**Trecho apresentado**.
○ ○ ○ ○ ○ ○ ○

No lado Yorubá, o Orixá também é um ser espiritual, uma força da natureza com características muito humanas como sensibilidade a sabores, estética de roupas e músicas. Iansã é briguenta, senhora das tempestades, gosta de acarajé e vermelho. Estar próximo a um Orixá significa estar protegido por ele, mas também governado por suas preferências e, dependendo da tradição, incumbido de fornecer temporariamente seu corpo para que ele se manifeste fisicamente. Algumas pessoas nasceram destinadas a um Orixá, outras se aproximam deles mediante sacrifícios ou provas de fé, a serem pagos largamente pelos favores da entidade (para sua comunidade, não necessariamente para o indivíduo).

○ ○ ○ ○ ○ ○ ○

**Suas tarefas**.
- 1) No trecho sobre os Orixás, de que cor Iansã gosta?
- 2) Reproduza a parte do trecho sobre os Orixás entre "No lado Yorubá, o" e "para o indivíduo).", inclusive.

○ ○ ○ ○ ○ ○ ○

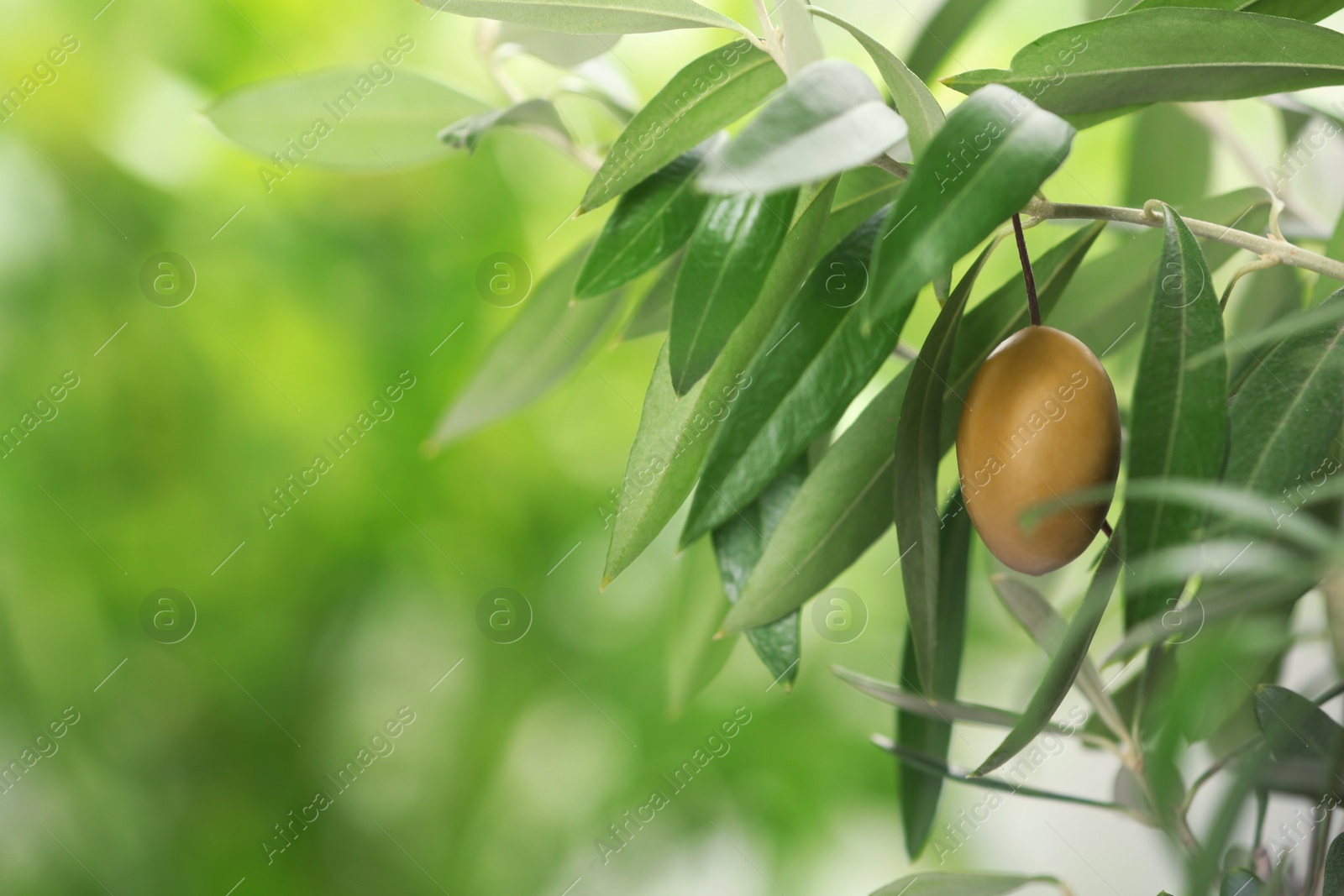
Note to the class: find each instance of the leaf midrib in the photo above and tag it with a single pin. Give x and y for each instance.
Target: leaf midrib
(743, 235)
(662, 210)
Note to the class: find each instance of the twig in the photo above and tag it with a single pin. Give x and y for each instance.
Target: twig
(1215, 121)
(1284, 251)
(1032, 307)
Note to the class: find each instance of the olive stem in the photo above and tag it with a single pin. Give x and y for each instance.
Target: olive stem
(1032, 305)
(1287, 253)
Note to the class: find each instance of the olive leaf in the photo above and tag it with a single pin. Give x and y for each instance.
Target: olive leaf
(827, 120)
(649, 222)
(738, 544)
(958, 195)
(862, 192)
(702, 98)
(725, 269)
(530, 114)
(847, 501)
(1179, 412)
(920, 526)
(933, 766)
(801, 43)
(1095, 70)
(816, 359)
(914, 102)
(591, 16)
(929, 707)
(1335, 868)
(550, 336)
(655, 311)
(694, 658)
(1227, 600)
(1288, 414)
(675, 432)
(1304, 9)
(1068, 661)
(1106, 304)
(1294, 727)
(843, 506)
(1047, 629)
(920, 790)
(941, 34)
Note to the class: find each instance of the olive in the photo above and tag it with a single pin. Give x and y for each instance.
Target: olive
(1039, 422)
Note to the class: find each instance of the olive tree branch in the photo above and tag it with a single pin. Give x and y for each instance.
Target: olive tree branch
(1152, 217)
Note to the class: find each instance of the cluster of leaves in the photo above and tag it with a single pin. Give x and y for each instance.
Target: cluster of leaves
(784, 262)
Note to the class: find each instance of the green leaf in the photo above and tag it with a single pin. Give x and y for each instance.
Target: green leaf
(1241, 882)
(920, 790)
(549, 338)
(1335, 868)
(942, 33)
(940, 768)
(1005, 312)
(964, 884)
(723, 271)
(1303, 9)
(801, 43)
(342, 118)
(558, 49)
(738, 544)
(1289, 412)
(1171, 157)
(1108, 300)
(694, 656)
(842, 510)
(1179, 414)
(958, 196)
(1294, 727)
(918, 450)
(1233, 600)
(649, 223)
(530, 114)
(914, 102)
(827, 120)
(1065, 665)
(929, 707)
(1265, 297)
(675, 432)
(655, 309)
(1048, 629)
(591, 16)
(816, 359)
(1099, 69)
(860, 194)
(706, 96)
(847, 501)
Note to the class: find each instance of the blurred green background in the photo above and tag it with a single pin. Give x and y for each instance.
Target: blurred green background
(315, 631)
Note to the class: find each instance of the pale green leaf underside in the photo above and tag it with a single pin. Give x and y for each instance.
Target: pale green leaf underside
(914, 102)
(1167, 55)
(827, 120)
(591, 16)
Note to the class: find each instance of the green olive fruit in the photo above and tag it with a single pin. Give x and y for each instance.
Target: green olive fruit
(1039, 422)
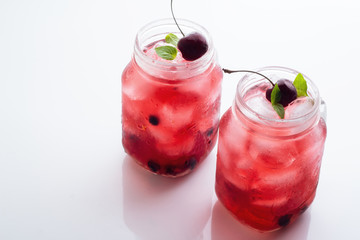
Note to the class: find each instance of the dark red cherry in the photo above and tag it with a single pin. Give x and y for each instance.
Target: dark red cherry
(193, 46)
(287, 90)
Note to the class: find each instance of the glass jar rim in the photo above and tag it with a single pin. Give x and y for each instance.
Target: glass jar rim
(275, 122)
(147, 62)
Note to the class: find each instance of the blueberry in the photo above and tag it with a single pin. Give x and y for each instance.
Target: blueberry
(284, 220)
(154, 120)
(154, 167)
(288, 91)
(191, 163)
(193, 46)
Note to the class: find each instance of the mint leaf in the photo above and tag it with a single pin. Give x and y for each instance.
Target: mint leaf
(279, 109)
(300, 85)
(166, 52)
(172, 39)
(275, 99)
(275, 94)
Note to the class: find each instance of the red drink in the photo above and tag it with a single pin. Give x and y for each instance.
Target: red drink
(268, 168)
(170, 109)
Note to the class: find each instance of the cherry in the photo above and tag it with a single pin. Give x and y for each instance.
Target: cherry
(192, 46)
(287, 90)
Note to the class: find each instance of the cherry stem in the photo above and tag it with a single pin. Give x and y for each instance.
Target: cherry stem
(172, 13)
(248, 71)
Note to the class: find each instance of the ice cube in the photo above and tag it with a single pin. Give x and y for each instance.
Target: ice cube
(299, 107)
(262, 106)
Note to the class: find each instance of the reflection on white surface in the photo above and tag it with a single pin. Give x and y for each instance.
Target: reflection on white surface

○ ○ ○ ○ ○ ○ ○

**Respostas**.
- 1) Iansã gosta de vermelho.

- 2)
No lado Yorubá, o Orixá também é um ser espiritual, uma força da natureza com características muito humanas como sensibilidade a sabores, estética de roupas e músicas. Iansã é briguenta, senhora das tempestades, gosta de acarajé e vermelho. Estar próximo a um Orixá significa estar protegido por ele, mas também governado por suas preferências e, dependendo da tradição, incumbido de fornecer temporariamente seu corpo para que ele se manifeste fisicamente. Algumas pessoas nasceram destinadas a um Orixá, outras se aproximam deles mediante sacrifícios ou provas de fé, a serem pagos largamente pelos favores da entidade (para sua comunidade, não necessariamente para o indivíduo).